*Required task*.
Retype the records below word for word and omit any image.

*Entries*.
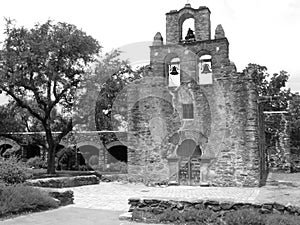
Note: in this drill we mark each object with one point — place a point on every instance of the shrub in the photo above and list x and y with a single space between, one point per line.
16 199
13 171
188 216
94 160
245 217
282 220
170 215
36 162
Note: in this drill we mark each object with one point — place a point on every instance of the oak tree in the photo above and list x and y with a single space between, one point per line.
41 69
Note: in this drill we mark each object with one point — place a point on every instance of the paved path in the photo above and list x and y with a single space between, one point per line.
114 196
70 215
102 204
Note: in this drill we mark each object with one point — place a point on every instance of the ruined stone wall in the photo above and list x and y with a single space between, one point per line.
278 147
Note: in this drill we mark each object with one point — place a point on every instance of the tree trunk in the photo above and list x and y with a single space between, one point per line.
51 159
51 150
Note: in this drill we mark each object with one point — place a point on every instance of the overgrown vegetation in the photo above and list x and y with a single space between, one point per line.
239 217
36 162
15 197
13 171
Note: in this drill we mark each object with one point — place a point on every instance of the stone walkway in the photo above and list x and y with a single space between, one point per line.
114 196
102 203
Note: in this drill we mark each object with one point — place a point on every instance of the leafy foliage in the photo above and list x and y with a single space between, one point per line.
277 98
13 171
19 198
282 220
36 162
245 217
41 69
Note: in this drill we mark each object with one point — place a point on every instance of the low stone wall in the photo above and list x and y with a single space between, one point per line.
150 210
62 182
64 197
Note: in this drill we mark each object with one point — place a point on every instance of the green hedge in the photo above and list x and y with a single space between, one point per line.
16 199
13 171
207 217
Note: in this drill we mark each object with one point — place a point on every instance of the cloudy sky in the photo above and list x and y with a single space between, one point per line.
266 32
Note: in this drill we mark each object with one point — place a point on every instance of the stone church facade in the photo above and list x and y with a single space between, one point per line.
193 119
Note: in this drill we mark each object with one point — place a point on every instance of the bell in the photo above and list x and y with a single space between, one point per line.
174 71
206 69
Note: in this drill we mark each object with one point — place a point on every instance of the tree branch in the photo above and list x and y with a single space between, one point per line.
22 104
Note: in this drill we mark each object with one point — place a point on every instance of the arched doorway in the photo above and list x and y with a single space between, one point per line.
117 153
89 153
3 148
189 164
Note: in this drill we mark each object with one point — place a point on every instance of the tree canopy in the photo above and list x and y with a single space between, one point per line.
41 69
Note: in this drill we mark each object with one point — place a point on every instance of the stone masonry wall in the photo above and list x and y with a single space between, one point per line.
279 146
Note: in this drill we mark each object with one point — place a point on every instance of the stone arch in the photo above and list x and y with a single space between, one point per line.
88 150
182 19
117 151
112 144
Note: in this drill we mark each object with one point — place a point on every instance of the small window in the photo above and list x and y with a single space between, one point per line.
205 71
174 72
188 111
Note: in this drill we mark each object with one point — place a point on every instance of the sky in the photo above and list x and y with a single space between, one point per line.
266 32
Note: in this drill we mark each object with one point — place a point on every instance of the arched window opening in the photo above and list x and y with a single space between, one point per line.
205 70
174 72
117 154
3 148
188 30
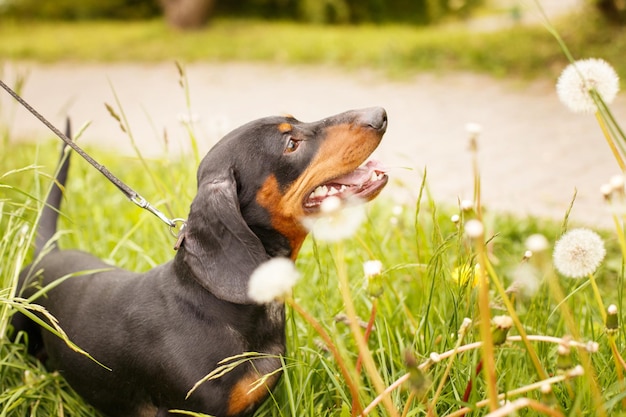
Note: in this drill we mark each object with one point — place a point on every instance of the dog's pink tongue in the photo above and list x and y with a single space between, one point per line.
361 174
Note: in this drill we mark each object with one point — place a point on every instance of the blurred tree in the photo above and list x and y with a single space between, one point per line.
187 14
83 9
613 10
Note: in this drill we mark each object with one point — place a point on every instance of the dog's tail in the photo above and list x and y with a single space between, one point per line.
47 226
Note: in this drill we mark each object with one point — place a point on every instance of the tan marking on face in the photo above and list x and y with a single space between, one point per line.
343 150
285 127
285 217
242 398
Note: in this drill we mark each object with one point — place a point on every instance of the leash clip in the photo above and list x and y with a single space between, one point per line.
143 203
182 232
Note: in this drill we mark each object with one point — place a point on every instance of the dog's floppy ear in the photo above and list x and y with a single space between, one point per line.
219 247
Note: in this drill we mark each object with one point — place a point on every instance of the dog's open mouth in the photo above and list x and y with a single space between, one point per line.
363 183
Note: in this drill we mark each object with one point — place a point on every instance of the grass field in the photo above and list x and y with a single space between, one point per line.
560 358
421 310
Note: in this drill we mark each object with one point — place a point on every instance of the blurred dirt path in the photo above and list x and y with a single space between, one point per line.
533 152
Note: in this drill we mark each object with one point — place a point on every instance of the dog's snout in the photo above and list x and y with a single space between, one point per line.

*Written answer*.
Note: in this drill we mark each object with one point — place a point on every instance of the shrub in the photo above and list x and y with a single space between, one point per line.
16 199
13 171
188 216
94 160
245 217
282 220
170 215
36 162
Note: in this drill we mark each object with one point — place a point on every instance of the oak tree in the photo above and list x and y with a single space between, one point per line.
41 69
Note: in this drill we mark each object with one point — place a point on every instance of the paved path in the photo above and list x and y with a single space between, one point per line.
114 196
70 215
102 204
Note: in this drill we mark each object with one point — place a point on every instance of the ruined stone wall in the photo above and list x and y with a single space between, one point per line.
278 147
Note: in this drill we mark each object with one point — place a point on every instance of the tree trunk in the photo above and list x and y with a single space between, one point per line.
51 159
51 150
Note: in this drill we mark each object with one point — place a point on every instance of the overgrown vegetation in the photo above and list x and y with a single space between, one point per line.
239 217
36 162
15 197
13 171
Note: in this drill we mark each object with one point — place a point on every instance of the stone walkway in the photo above and list x and y with a single space between, one point per line.
114 196
102 203
Note: in this drill we mark each object with one point — place a point on every instance of the leafy foliage in the photo above and list x and y with a single space between, one point per line.
277 98
13 171
19 198
282 220
36 162
245 217
41 69
Note: in this drill we mark each object with one point — place a point on every instance of the low stone wall in the photo above and list x and y with a single space between, one point per line.
150 210
62 182
64 197
Note: in this drill we mark each object with one point — place a point on every instance of the green hedge in the photo above and list x and y with a single space between, one point per line.
16 199
13 171
207 217
Note: in this drill we mark each object with one point — place a point on every instance of the cloudy sky in the photo above and list x and y with a single space between, one point per line.
266 32
Note: in this drill we mark each object with one point — place a point on every instance of the stone church facade in the photo above and list x and y with a single space between, one point per line.
193 119
Note: in this drill we mark each object with one point — place a point on every instance of the bell in the photo above and list x and y with a single space between, one point per line.
174 71
206 69
Note: in this drill we mark each object with one point — place a point on every instance of the tree branch in the photo above and list x and y with a single space between, one point per line.
22 104
Note: in this drill we mark each object with one point — place a point on every instance of the arched doorway in the photo above and list x and y with a single space between, one point per line.
117 153
89 153
3 148
189 164
Note: in this drill we mark each object with one point — place a point on every instance of the tree canopy in the photo above and list x and y with a single space between, one point per line.
41 69
Note: in this drill we mark each object with one point — place a point on every instance of the stone masonry wall in the photo above and list x and y with a single space between, one point per line.
279 146
Note: in this drill we mark each object with one point — place a point on every instance of the stone arch in the photo above and list x and y with a single space between, one point per line.
88 150
182 19
117 151
112 144
Note: in this drill we mark each object with one point — place a point on every instance of the small window in the photo above and list x and y with a single space between, one point per line.
205 71
174 72
188 111
Note: in this drill we mark each object with one point — place a point on every instance of the sky in the photo above and list x and y with a single space between, one point per line.
266 32
Note: in this drill we mark each object with one point — place a point on every instance of the arched window opening in the photo above and list x and y with a single space between, one point per line.
205 70
174 72
117 154
3 148
188 30
Note: in this drill we mark each object with one point — place a point on every instance of the dog's pink tongue in the photo above and list x and y with a single space between, one point per line.
361 174
Note: in this drill we mark each object with one point — place a point on every instance of the blurred tree in the photo above and list x and y with a single space between, one point per line.
187 14
83 9
613 10
Note: in this drill we mark each object with one point — place a point on every instance of the dog's tail in the photo above and list x and y with a single space between, one point per line.
47 226
Note: in this drill we mark each object with one point — place a point on every instance of the tan marking on face in the photo above and list x and y with a single space between, one point per line.
343 150
285 127
285 217
242 398
Note: in this drill we mark each object with one point — place a point on every instance of the leash clip in the photo above and list x and y with a single space between, one point per line.
143 203
182 232
Note: in this drill we mark each object with one point — place a point on every instance of the dog's floppy ear in the photo above and list x and y with a single space between, one point per line.
219 247
Note: in this drill we mark each object with one point — place a point on every instance of the dog's open mouth in the photo above and list x and y with a single space between, one point per line.
363 183
Note: in this drill we mark each object with one point — place a point on every instance of the grass field in the photo above and list x and y with a single space between, one point per line.
560 358
421 310
Note: in this drill we mark each object with one point — place a point on every instance of the blurred dirt path in the photo above and list x and y with a single space between, one point per line.
533 152
Note: in this drill we mark each object with one point — place a point on every instance of the dog's snout in the photo above and list x and y with a single space between, one point per line.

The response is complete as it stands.